____ RECORDS
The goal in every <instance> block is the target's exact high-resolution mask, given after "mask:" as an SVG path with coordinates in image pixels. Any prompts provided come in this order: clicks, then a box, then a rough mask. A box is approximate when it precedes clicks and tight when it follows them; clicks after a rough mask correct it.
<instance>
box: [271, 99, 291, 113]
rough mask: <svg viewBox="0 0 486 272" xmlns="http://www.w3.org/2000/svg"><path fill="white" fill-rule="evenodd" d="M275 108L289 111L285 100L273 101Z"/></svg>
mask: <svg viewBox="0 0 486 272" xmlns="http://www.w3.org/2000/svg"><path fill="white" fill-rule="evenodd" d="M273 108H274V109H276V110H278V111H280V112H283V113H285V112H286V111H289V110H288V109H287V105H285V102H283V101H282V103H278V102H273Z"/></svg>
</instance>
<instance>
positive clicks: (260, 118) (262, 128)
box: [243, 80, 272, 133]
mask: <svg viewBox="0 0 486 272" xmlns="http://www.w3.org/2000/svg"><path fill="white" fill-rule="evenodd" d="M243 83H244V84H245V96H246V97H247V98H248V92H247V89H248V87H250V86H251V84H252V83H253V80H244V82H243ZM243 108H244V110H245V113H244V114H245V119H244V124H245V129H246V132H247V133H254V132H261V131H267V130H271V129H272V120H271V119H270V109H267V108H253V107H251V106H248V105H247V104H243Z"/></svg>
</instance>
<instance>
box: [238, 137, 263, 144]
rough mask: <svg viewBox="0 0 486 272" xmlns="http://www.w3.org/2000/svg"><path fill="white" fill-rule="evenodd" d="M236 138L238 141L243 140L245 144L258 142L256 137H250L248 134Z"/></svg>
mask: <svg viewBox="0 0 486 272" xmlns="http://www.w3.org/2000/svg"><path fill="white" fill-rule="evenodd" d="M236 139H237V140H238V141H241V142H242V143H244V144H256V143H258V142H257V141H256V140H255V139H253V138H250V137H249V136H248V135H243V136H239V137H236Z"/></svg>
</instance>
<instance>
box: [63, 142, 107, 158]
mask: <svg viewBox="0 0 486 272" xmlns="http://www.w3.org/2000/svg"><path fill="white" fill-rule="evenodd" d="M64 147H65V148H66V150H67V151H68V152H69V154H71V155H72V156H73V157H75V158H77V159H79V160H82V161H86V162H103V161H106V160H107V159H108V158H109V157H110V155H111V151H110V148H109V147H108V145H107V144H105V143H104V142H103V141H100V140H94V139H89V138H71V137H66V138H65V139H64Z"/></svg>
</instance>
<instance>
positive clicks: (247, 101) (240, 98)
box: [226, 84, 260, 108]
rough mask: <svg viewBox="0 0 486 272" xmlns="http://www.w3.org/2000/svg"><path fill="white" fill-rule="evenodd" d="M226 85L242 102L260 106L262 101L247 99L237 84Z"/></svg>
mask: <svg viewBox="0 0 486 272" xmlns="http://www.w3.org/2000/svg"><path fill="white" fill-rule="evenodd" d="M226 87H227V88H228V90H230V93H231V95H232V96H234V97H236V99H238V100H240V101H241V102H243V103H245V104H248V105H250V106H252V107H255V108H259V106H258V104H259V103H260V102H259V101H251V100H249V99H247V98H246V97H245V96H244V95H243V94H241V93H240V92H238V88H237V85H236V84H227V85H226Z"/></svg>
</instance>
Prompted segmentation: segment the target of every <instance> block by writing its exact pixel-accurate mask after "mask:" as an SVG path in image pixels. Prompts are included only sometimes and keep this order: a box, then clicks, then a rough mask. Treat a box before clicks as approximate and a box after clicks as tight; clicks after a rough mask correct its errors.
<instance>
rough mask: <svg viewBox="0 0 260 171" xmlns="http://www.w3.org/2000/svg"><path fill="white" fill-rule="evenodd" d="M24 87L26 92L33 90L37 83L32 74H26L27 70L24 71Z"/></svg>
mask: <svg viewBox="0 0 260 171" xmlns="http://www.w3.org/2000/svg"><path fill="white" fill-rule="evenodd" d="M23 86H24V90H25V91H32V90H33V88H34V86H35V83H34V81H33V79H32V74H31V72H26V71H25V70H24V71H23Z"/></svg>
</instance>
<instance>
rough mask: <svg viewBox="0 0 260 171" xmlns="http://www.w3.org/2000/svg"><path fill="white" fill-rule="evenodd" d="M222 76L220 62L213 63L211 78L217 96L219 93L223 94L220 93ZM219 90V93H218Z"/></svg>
________
WORK TO COMPLETE
The task calls for each record to be returned verbatim.

WRITTEN RESPONSE
The goal in every <instance> block is the target's exact high-resolution mask, given after "mask:" as an SVG path with coordinates in image pixels. Any prompts provided come in this order: clicks, then a box, then a rough mask. A box is approximate when it precedes clicks and tight when it follows them; clicks after a rough mask correct it.
<instance>
box: [271, 99, 291, 113]
rough mask: <svg viewBox="0 0 486 272" xmlns="http://www.w3.org/2000/svg"><path fill="white" fill-rule="evenodd" d="M275 108L289 111L285 100L273 101Z"/></svg>
mask: <svg viewBox="0 0 486 272" xmlns="http://www.w3.org/2000/svg"><path fill="white" fill-rule="evenodd" d="M273 108H274V109H276V110H278V111H280V112H283V113H285V112H286V111H289V110H288V109H287V105H285V102H283V101H282V103H278V102H273Z"/></svg>
</instance>
<instance>
positive clicks: (260, 118) (262, 128)
box: [243, 80, 272, 133]
mask: <svg viewBox="0 0 486 272" xmlns="http://www.w3.org/2000/svg"><path fill="white" fill-rule="evenodd" d="M243 83H244V84H245V96H246V97H247V98H248V92H247V89H248V87H250V86H251V84H252V83H253V80H244V82H243ZM243 108H244V110H245V113H244V114H245V119H244V124H245V129H246V132H247V133H254V132H261V131H267V130H271V129H272V120H271V119H270V109H267V108H253V107H251V106H248V105H247V104H243Z"/></svg>
</instance>
<instance>
box: [238, 137, 263, 144]
rough mask: <svg viewBox="0 0 486 272" xmlns="http://www.w3.org/2000/svg"><path fill="white" fill-rule="evenodd" d="M236 138L238 141L243 140L245 144L258 142L256 137H250L248 134Z"/></svg>
mask: <svg viewBox="0 0 486 272" xmlns="http://www.w3.org/2000/svg"><path fill="white" fill-rule="evenodd" d="M236 139H237V140H238V141H241V142H242V143H244V144H256V143H258V142H257V141H256V140H255V139H253V138H250V137H249V136H248V135H243V136H239V137H236Z"/></svg>
</instance>
<instance>
box: [63, 142, 107, 158]
mask: <svg viewBox="0 0 486 272" xmlns="http://www.w3.org/2000/svg"><path fill="white" fill-rule="evenodd" d="M64 147H65V148H66V150H67V151H68V152H69V154H71V155H72V156H73V157H75V158H77V159H79V160H82V161H86V162H103V161H106V160H107V159H108V158H109V157H110V155H111V151H110V148H109V147H108V145H107V144H105V143H104V142H103V141H100V140H94V139H89V138H71V137H66V138H65V139H64Z"/></svg>
</instance>
<instance>
positive clicks: (247, 101) (240, 98)
box: [226, 84, 260, 108]
rough mask: <svg viewBox="0 0 486 272" xmlns="http://www.w3.org/2000/svg"><path fill="white" fill-rule="evenodd" d="M226 85L242 102L260 106L262 101L247 99L237 84Z"/></svg>
mask: <svg viewBox="0 0 486 272" xmlns="http://www.w3.org/2000/svg"><path fill="white" fill-rule="evenodd" d="M226 87H227V88H228V90H230V93H231V95H232V96H234V97H236V99H238V100H240V101H241V102H243V103H245V104H248V105H250V106H252V107H255V108H259V106H258V104H259V103H260V102H259V101H251V100H249V99H247V98H246V97H245V96H244V95H243V94H241V93H240V92H238V88H237V85H236V84H227V85H226Z"/></svg>
</instance>
Prompted segmentation: segment the target of every <instance> block by writing its exact pixel-accurate mask after "mask:" as an SVG path in image pixels. Prompts are included only sometimes and keep this order: a box, then clicks, then a rough mask. Treat a box before clicks as approximate and a box after clicks as tight; clicks after a rough mask correct its errors.
<instance>
rough mask: <svg viewBox="0 0 260 171" xmlns="http://www.w3.org/2000/svg"><path fill="white" fill-rule="evenodd" d="M24 87L26 92L33 90L37 83L32 74H26L27 70L24 71Z"/></svg>
mask: <svg viewBox="0 0 260 171" xmlns="http://www.w3.org/2000/svg"><path fill="white" fill-rule="evenodd" d="M23 86H24V90H25V91H32V90H33V88H34V86H35V83H34V81H33V79H32V74H31V72H26V71H25V70H24V71H23Z"/></svg>
</instance>
<instance>
rough mask: <svg viewBox="0 0 260 171" xmlns="http://www.w3.org/2000/svg"><path fill="white" fill-rule="evenodd" d="M222 76L220 62L213 63L211 78L217 96L219 93L223 94L220 93ZM219 90V93H218Z"/></svg>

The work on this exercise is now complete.